Selon l'extrait sur le naufrage du Cheonan, pourquoi l'article de la RTBF est-il reproduit alors que ses auteurs critiquent eux aussi le régime politique de la RPDC ? Répondez en une à trois phrases.

§ **Extrait de page**:

---+---

Enfin, parmi les grandes chaînes francophones, la Radio télévision belge francophone (RTBF), publique, émet de sérieux doutes sur l'enquête officielle sud-coréenne, en détaillant les failles de l'enquête, Pyongyang étant le "coupable idéal". Nous reproduisons ci-après l'article de Christophe Bastin et Ju. VI, publié sur le site de la RTBF le 3 juin 2010. Notons que leurs auteurs sont eux aussi critiques sur le régime politique de la RPDC, mais les menaces qui pèsent aujourd'hui sur la paix dans la péninsule coréenne exigent de connaître la vérité sur les causes réelles du naufrage, quelles que puissent être par ailleurs les opinions de chacun.
Naufrage en Corée du Sud : la Corée du Nord accusée à tort ?
Le naufrage du Cheonan avait fait 46 victimes sud-coréennes le 26 mars dernier. Une enquête internationale avait attribué cette catastrophe à une attaque nord-coréenne. Il semble toutefois qu'il faille nuancer cette version officielle.
Le 26 mars dernier la corvette sud-coréenne Cheonan faisait naufrage suite à une explosion. Bilan: 46 morts.
Juste après l'incident, alors que l'armée sud-coréenne déclare n'avoir détecté aucun vaisseau de guerre nord-coréen, le gouvernement n'exclut cependant pas la possibilité d'une implication du Nord.
Mi-avril, l'épave est ramenée à la surface et une enquête peut enfin commencer. Selon les premières conclusions, l'incident n'aurait pas été causé par une attaque directe sur la coque mais plutôt par une explosion externe s'étant produite à proximité du vaisseau.
Le 20 mai, soit un mois plus tard, une commission d'enquête internationale met pourtant directement en cause la Corée du Nord. La conclusion est sans nuance: un sous-marin nord-coréen a torpillé la corvette Cheonan.
Une enquête internationale devenue thèse officielle à Séoul
Les résultats de l'enquête sont largement diffusés par les médias du monde entier. Le Président sud-coréen Lee Myung-bak, fort des résultats de l'enquête internationale, s'empresse de dévoiler la liste des mesures de représailles. Suite à cette annonce, la Corée du Nord, qui nie depuis le début toute implication dans l'incident, décide de rompre toute relation avec le Sud et met fin à un accord militaire sur la prévention des conflits maritimes. Lee Myung-bak en appelle alors au Conseil de Sécurité de l'ONU afin de durcir encore les sanctions. C'est l'escalade.

---+---

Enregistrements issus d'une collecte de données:
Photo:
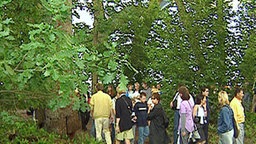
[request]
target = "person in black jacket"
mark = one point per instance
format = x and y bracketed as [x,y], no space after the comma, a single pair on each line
[123,118]
[141,109]
[157,129]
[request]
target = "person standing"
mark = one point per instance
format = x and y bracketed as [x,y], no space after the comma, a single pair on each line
[101,107]
[175,105]
[141,110]
[186,123]
[147,90]
[123,118]
[112,94]
[205,92]
[238,109]
[225,120]
[199,115]
[157,128]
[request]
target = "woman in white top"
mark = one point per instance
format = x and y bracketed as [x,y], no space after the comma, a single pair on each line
[199,114]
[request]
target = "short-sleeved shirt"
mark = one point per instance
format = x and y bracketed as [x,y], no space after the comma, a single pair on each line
[238,110]
[101,104]
[186,107]
[124,113]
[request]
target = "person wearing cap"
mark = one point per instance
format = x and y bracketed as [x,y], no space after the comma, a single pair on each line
[238,109]
[101,108]
[157,128]
[124,123]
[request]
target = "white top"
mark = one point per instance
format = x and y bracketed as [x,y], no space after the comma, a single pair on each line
[177,96]
[200,113]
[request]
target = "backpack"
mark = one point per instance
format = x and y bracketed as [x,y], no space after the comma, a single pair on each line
[166,120]
[235,127]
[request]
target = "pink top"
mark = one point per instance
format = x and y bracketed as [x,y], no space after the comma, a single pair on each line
[186,107]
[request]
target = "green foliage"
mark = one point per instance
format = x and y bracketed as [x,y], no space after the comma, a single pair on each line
[14,129]
[83,138]
[44,65]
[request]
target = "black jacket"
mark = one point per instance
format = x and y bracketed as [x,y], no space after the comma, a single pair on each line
[141,112]
[123,111]
[158,134]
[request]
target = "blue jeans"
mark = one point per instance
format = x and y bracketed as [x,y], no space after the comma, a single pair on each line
[143,133]
[226,138]
[176,125]
[113,132]
[240,139]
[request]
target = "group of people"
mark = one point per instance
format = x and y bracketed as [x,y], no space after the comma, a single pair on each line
[118,113]
[117,116]
[193,115]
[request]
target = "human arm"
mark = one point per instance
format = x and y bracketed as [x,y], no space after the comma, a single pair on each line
[195,109]
[154,112]
[183,123]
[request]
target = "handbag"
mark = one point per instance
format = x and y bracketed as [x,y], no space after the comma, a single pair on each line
[175,101]
[194,136]
[235,127]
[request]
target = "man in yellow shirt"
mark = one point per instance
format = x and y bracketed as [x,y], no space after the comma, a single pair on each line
[238,109]
[101,106]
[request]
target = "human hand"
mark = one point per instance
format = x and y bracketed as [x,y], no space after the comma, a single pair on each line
[117,129]
[183,133]
[171,104]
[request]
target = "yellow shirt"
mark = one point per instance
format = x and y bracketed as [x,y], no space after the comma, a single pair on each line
[238,110]
[101,105]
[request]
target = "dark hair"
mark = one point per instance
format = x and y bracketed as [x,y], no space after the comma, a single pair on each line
[112,91]
[203,89]
[99,86]
[156,96]
[238,90]
[184,92]
[143,94]
[199,98]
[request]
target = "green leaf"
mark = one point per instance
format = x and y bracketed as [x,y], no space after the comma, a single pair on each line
[9,69]
[52,37]
[80,64]
[47,73]
[4,2]
[55,75]
[7,21]
[112,65]
[10,38]
[123,81]
[108,78]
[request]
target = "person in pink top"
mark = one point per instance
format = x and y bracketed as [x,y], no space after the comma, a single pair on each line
[186,124]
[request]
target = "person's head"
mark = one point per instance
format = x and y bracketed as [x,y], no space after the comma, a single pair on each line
[136,86]
[184,93]
[111,90]
[158,86]
[143,97]
[144,85]
[99,87]
[223,98]
[200,99]
[120,90]
[205,91]
[129,86]
[155,98]
[239,93]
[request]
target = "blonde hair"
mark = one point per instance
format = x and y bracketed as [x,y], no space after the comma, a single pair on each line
[223,98]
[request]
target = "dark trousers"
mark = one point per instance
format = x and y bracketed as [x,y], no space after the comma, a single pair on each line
[176,125]
[85,116]
[205,128]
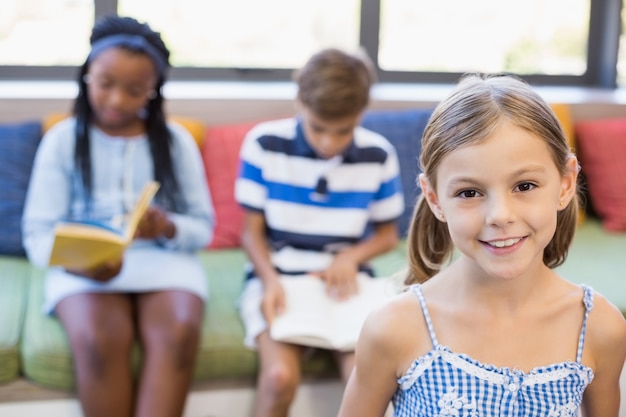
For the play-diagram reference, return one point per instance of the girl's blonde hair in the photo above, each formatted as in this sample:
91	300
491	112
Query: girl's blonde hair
467	116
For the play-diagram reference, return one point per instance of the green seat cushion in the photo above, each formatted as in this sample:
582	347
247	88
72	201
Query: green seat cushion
13	288
46	353
222	353
45	349
597	258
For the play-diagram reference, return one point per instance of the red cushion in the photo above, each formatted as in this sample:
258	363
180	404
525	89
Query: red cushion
602	153
220	154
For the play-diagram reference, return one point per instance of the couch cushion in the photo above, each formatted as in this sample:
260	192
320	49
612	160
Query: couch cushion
596	258
404	129
194	126
13	289
220	154
602	151
47	358
18	145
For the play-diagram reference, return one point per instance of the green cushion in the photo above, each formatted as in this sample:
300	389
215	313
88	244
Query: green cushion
596	258
45	349
222	352
13	288
222	355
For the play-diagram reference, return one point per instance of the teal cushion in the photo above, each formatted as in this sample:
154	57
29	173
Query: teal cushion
18	145
13	287
404	129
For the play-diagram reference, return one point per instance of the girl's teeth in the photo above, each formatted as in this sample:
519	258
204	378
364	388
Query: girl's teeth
504	243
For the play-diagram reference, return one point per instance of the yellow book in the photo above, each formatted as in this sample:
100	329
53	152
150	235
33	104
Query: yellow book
312	318
85	245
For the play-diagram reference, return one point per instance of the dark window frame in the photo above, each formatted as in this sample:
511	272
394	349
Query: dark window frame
602	56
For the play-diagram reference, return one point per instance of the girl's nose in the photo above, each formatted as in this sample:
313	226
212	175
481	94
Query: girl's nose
500	211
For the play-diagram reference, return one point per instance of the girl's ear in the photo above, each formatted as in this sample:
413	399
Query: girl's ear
569	182
430	195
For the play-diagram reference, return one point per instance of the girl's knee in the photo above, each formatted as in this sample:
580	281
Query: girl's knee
177	341
280	380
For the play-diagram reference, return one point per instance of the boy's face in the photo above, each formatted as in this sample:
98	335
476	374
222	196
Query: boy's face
328	138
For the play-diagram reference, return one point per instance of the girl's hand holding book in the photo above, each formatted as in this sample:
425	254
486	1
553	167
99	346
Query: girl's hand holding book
155	224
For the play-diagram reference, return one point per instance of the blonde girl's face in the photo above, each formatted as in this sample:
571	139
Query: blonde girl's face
500	199
119	86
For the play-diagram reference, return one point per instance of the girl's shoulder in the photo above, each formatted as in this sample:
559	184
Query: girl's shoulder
398	327
607	325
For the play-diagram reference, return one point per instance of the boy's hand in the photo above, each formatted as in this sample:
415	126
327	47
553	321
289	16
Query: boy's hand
273	302
103	273
155	224
340	277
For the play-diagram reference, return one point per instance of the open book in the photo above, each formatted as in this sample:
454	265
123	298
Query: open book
85	245
312	318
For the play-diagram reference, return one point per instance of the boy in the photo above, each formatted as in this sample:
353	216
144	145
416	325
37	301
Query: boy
311	186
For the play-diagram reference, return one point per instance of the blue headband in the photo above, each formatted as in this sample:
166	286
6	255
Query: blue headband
134	42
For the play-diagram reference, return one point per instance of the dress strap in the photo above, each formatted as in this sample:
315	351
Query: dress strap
417	289
588	301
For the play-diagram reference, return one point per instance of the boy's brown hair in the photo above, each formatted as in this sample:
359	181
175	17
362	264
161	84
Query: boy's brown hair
334	84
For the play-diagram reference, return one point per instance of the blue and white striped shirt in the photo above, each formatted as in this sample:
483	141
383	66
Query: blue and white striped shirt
445	384
314	207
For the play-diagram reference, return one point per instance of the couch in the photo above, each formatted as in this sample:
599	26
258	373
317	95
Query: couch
34	348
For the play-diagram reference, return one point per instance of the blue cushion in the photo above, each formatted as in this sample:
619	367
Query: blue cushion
404	129
18	144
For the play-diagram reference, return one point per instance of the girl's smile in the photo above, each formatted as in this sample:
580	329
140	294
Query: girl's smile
500	197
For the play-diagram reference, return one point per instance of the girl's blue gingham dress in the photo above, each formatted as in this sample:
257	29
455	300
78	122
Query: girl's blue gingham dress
447	384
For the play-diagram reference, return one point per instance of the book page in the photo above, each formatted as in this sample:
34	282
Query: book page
85	245
313	318
142	204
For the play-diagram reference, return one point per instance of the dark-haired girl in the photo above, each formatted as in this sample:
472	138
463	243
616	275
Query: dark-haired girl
93	166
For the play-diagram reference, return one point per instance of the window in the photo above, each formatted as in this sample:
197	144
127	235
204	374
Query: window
520	36
45	32
558	42
248	33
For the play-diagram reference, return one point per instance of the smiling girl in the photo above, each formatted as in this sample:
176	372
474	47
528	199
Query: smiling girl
486	326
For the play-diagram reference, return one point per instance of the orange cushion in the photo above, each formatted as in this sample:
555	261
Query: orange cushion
193	126
602	151
220	154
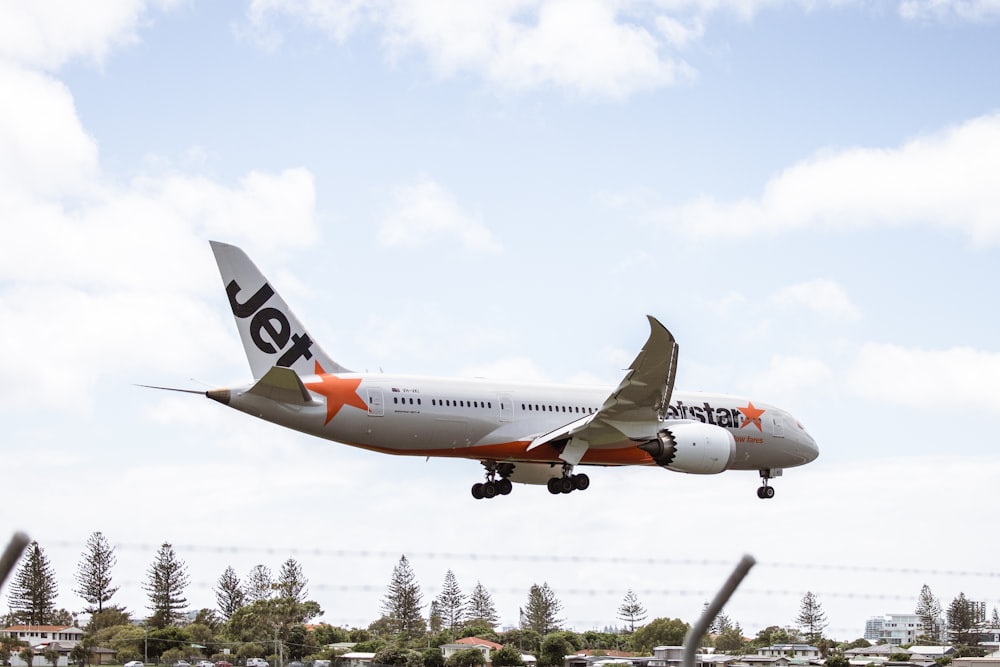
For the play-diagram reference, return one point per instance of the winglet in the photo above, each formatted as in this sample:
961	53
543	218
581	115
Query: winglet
271	334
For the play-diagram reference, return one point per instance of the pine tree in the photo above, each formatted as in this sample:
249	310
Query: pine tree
481	607
964	619
402	603
33	591
93	574
291	581
229	594
260	584
540	614
631	610
167	580
811	618
929	611
450	603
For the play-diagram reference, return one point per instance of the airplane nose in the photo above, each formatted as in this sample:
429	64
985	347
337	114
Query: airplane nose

---+---

§ **Solution rédigée**: Les menaces qui pèsent aujourd'hui sur la paix dans la péninsule coréenne exigent de connaître la vérité sur les causes réelles du naufrage. Cette exigence vaut quelles que puissent être par ailleurs les opinions de chacun.